Reproduce each line exactly. Skip none.

......

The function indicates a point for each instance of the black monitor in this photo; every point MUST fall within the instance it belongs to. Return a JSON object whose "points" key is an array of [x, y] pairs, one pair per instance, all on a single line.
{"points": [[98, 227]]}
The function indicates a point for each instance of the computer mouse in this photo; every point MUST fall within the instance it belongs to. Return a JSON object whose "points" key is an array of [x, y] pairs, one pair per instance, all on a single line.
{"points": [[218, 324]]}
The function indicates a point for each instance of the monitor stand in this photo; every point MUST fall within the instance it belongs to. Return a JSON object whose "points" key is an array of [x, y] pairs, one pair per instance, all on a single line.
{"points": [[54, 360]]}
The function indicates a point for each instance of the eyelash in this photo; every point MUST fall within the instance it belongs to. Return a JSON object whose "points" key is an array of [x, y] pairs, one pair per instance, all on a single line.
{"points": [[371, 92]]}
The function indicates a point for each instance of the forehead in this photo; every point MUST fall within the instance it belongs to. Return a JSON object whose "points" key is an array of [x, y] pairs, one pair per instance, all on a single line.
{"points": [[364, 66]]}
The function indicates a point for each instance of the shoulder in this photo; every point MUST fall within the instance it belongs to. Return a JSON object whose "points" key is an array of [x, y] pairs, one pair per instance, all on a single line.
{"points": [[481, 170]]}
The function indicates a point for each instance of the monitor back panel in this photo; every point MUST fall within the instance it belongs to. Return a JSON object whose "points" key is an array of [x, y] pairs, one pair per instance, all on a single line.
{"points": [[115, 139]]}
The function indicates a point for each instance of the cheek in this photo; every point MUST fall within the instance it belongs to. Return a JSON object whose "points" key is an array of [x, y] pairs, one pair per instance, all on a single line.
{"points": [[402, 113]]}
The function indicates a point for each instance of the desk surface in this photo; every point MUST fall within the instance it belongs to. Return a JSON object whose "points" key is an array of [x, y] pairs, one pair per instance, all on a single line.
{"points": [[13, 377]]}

......

THE REPLY
The function indicates a point for each instance of the black monitor in this photo; every point MUST fall within the instance it belongs to. Return a JSON object whose "points" key is an array of [x, y] pairs, one pair per instance, all on a single line.
{"points": [[98, 227]]}
The function indicates a point for each instance of the computer mouse in this photo; every point MUST fall within the instance it belongs to. Return a JSON object whose "points" key is an array of [x, y] pairs, one pair per instance, all on a single line.
{"points": [[218, 324]]}
The function indicates a point for each instance of the monitor stand in this photo; every point MUST fall within the instance it belongs to. Return a JSON object whose "points" key is an array of [x, y] pairs, one pair per instance, all on a single line.
{"points": [[54, 360]]}
The function indicates a point for each instance of the eyelash in this photo; every point MUST fall within the instance it belongs to. Return a JSON object whose "points" key is an array of [x, y] pairs, one pair per instance, all on a single line.
{"points": [[371, 92]]}
The function indicates a point for each instance of the forehead in this photo; every point MUST fall within the instance it belongs to. Return a JSON object whose "points" key is an array of [x, y] pairs, one pair per instance, all on a single line.
{"points": [[364, 66]]}
The function indicates a point for each instance of the shoulder in this photo; every point MUST fall within the instance it belongs to. Return a JSON object whose "points" key is an array of [x, y] pairs, one pair per instance, all on a single line.
{"points": [[481, 170]]}
The function indicates a point for each instance of the monitor back panel in this photo; every point MUST fall within the instance it belongs to. Return a JSON object whose "points" key is an array of [x, y] pairs, one pair per instance, all on a single line.
{"points": [[115, 139]]}
The function indicates a point for each instance of the cheek in this photo; every point MUST fall within the instance it belongs to. Return a JSON object whose "points" key is an array of [x, y] pairs, one pair per instance, all on a single line.
{"points": [[402, 113]]}
The function indicates a point for each instance of the desk surface in this photo; every point MUST fall within the instance it belongs to. Return a JSON object whose "points" key is an array of [x, y] pairs, one pair per instance, all on a single line.
{"points": [[13, 377]]}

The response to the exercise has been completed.